Work required: Can you update the material below so that "tight bounding box" becomes "snug bounding box" everywhere and nothing else changes?

---- Task material

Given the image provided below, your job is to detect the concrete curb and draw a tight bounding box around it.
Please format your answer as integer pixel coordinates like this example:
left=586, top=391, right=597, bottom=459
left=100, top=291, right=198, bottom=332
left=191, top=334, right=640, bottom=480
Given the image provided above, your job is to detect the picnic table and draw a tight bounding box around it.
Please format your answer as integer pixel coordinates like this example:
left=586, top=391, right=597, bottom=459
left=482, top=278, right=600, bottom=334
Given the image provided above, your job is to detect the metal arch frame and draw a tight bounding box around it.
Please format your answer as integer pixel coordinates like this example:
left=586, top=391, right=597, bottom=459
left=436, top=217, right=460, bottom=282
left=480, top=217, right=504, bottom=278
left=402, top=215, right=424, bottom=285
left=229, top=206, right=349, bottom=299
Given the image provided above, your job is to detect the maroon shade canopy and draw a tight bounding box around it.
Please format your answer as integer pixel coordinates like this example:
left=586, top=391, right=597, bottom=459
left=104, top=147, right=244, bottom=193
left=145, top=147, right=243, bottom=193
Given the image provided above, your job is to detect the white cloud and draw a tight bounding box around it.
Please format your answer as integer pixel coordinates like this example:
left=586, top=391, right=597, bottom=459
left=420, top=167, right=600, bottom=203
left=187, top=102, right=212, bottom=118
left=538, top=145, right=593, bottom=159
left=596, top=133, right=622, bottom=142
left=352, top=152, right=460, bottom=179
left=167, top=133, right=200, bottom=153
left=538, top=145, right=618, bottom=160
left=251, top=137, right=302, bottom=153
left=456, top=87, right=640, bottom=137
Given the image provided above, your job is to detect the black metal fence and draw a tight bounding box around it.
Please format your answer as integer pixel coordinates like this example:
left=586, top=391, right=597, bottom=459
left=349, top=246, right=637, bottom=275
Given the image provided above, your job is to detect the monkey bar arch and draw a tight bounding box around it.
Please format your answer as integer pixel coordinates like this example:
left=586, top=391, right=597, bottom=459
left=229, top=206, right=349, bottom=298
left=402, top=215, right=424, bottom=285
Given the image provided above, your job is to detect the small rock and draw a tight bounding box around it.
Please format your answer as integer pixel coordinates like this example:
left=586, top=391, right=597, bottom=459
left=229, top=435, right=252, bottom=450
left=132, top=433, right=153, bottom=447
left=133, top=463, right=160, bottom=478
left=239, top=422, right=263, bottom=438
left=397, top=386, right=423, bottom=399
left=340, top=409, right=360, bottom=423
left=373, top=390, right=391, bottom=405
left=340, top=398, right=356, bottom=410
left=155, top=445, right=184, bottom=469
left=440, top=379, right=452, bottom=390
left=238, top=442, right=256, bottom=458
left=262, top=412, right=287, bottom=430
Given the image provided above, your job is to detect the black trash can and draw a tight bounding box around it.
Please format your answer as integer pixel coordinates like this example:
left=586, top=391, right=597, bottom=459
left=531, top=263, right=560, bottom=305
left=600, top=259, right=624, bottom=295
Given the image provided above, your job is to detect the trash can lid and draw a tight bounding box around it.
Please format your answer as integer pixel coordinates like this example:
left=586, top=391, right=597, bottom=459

--------

Final result:
Given the image provided below, your job is to detect the concrete curb and draw a snug bounding box around it.
Please format your answer as integer pixel coordinates like this example:
left=586, top=391, right=597, bottom=459
left=100, top=291, right=198, bottom=332
left=191, top=334, right=640, bottom=480
Given the image provided above, your job is to detect the picnic table and draw a snug bounding box around it.
Please format your answer as integer pixel coordinates like this example:
left=586, top=391, right=597, bottom=459
left=482, top=278, right=600, bottom=334
Given the image provided above, your job is to detect the metal arch frame and draw a snug bounding box around it.
Please format your answer as integer pixel coordinates like this example:
left=586, top=391, right=597, bottom=459
left=436, top=217, right=460, bottom=282
left=480, top=217, right=504, bottom=278
left=402, top=215, right=424, bottom=285
left=229, top=206, right=349, bottom=299
Given the image provided above, your job is to detect the maroon shade canopy and draw a snug bounding box around it.
Please format your answer as integer pixel coordinates like this example:
left=586, top=391, right=597, bottom=459
left=104, top=147, right=244, bottom=193
left=145, top=147, right=243, bottom=193
Given the image provided above, your job is to detect the white cloud and draw a snug bounding box around it.
Please format your answer as integer pixel coordinates like this example:
left=586, top=391, right=597, bottom=459
left=420, top=167, right=600, bottom=203
left=187, top=102, right=212, bottom=118
left=538, top=145, right=593, bottom=159
left=596, top=133, right=622, bottom=142
left=352, top=152, right=460, bottom=179
left=167, top=133, right=200, bottom=153
left=538, top=145, right=618, bottom=160
left=251, top=137, right=302, bottom=153
left=456, top=87, right=640, bottom=137
Given the image provided above, your job is to detect the black metal fence and draw a snug bounding box around it.
Please format your answer as integer pixel coordinates like this example:
left=586, top=391, right=597, bottom=459
left=349, top=246, right=637, bottom=275
Given the image provided above, your job is to detect the monkey bar arch and draw a snug bounding box around it.
Please format your answer as integer pixel coordinates like this example:
left=586, top=391, right=597, bottom=459
left=229, top=206, right=349, bottom=298
left=402, top=215, right=424, bottom=285
Given the image provided above, your job is to detect the small rock and draw a snug bounding box around it.
Please format your answer as integer pixel coordinates like this example:
left=586, top=391, right=597, bottom=459
left=229, top=435, right=252, bottom=450
left=132, top=433, right=153, bottom=447
left=133, top=463, right=160, bottom=478
left=239, top=422, right=263, bottom=438
left=397, top=386, right=423, bottom=399
left=340, top=409, right=360, bottom=423
left=373, top=390, right=391, bottom=405
left=340, top=398, right=356, bottom=410
left=155, top=445, right=184, bottom=469
left=440, top=379, right=452, bottom=390
left=238, top=442, right=256, bottom=458
left=262, top=412, right=287, bottom=430
Given the image provided above, your job is to detect the black trash can and draw a snug bounding box around it.
Please format your answer as integer pixel coordinates like this example:
left=586, top=391, right=597, bottom=459
left=531, top=263, right=560, bottom=305
left=600, top=259, right=624, bottom=295
Given the image provided above, your job is to detect the trash can lid and draw a snug bounding box around it.
Please format your answer as integer pixel coordinates like this example:
left=586, top=391, right=597, bottom=459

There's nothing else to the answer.